* _PROBLEM DETAILS_:
Could you reproduce every one of the rows below word for word, without the pictures?

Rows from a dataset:
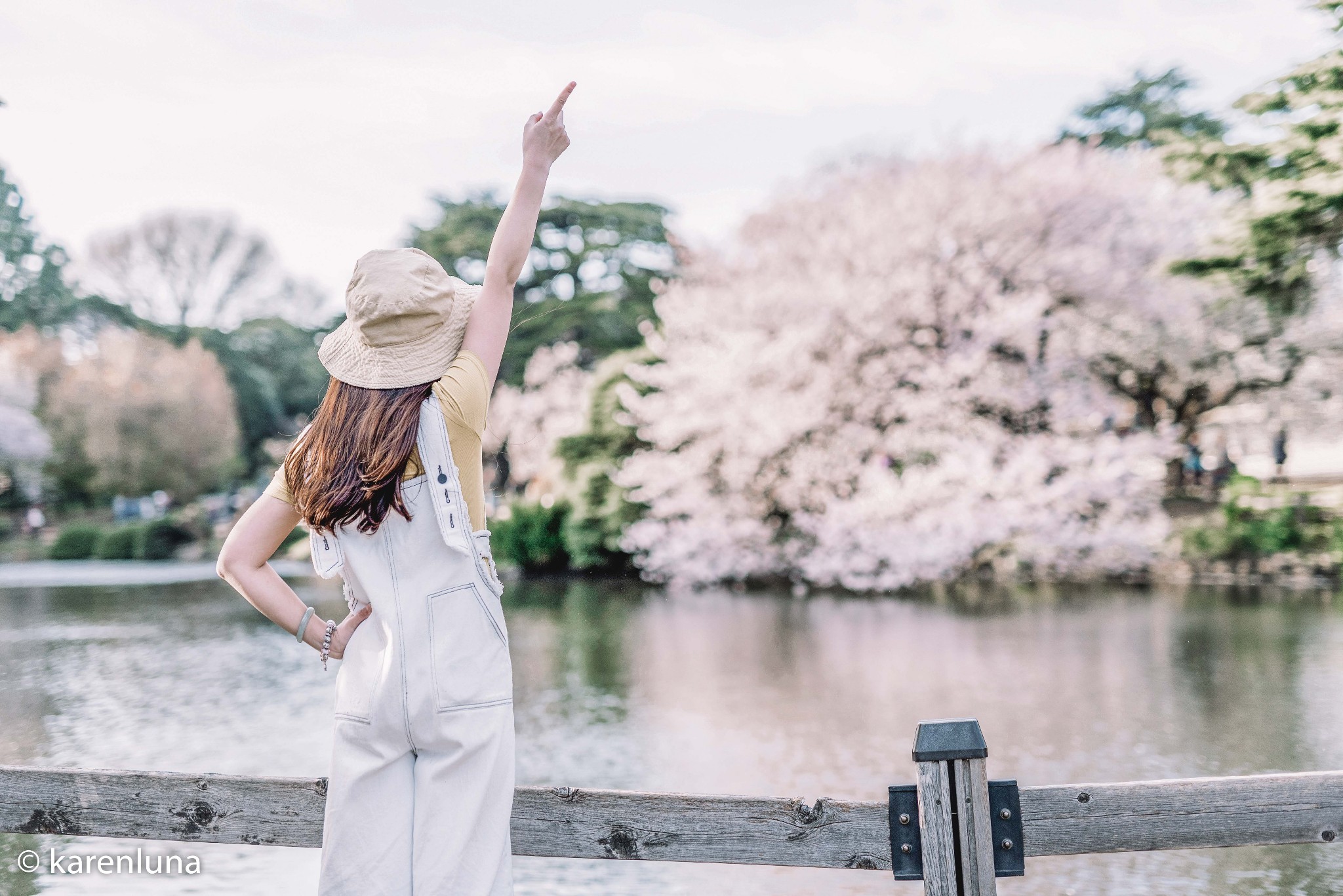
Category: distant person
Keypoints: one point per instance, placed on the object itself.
(388, 477)
(35, 520)
(1193, 459)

* _EXERCISE OUTPUT_:
Category: distant person
Keypoints: one point per instance, placed on the object itself.
(388, 477)
(35, 520)
(1193, 459)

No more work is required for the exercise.